WHAT NEEDS TO BE DONE: Below this line is a set of entries; quote exactly the lines from the line that contains "Query: yellow flower garland" to the line that contains "of the green", both lines included.

Dataset entries:
::::

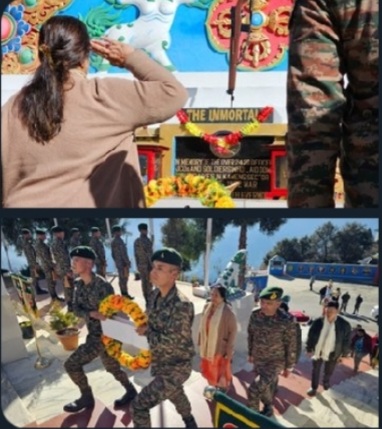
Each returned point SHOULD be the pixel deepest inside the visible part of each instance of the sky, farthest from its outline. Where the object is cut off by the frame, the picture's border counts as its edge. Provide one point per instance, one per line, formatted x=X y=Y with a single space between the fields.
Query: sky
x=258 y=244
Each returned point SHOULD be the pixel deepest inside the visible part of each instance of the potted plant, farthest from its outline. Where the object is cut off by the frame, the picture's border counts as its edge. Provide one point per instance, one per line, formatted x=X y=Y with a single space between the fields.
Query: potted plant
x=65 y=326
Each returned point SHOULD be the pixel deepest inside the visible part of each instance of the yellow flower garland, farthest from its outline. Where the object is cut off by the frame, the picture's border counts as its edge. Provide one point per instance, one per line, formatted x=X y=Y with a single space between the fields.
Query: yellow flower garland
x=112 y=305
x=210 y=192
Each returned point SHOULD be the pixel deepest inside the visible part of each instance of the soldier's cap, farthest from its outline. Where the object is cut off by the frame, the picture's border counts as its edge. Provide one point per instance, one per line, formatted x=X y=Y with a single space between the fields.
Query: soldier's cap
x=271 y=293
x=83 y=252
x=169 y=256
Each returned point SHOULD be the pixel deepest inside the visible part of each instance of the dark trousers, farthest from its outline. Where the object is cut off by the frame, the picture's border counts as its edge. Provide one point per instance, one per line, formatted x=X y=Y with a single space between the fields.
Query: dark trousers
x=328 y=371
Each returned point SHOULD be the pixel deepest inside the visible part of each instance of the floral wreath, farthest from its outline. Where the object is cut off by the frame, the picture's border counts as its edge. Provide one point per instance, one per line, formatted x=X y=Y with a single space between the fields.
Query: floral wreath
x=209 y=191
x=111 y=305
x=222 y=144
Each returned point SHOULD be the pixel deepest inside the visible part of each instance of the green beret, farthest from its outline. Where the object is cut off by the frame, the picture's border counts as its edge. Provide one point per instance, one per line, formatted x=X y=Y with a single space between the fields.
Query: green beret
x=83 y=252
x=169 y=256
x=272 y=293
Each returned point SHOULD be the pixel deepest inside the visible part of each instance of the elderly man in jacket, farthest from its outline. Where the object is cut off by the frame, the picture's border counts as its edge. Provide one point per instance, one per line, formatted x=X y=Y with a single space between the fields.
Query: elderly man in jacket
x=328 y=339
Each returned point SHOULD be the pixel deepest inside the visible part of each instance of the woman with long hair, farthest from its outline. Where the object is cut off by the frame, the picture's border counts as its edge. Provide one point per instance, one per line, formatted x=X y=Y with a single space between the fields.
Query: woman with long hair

::::

TASK RESPONSE:
Query: yellow flower garland
x=112 y=305
x=210 y=192
Each returned point SHOULD be the pixel deepest inside the visible part of each instance of the soldier's cap, farthest from its outline. Where the object is cut off by the frame, the picture's border counts as its edge. Provide one point per instance, one per line, formatted x=X y=Y with a single space between the fields.
Query: soldier's cap
x=271 y=293
x=83 y=252
x=169 y=256
Each returned point SHOULD be the pixel deepest inside the visible part of each instance of the dark trousers, farthest from its outline. Where the object is cut off by the frame, the picture's border counts as its edge. Provide one point per instance, one per line, formatted x=X y=Y with a single space between the fields.
Query: dark trousers
x=328 y=371
Each returned point SHOULD be the pixel deepest inside the visible part of each instance of the floral wreath, farthest from its outline. Where the object is cut off by the frame, the picture's border counts as its edge. Provide one point per instance, one per line, formatted x=X y=Y with a single space between the fields.
Query: floral wreath
x=209 y=191
x=111 y=305
x=222 y=144
Each returned point SHOULD be the pixel deepest inside the visible part of each instance of the green beret, farthest from its outline. Where the object is cut off by the frame, the picture's border counts as its edge. Provide one point per instance, one per line, formatted x=X y=Y with a single space between the fields.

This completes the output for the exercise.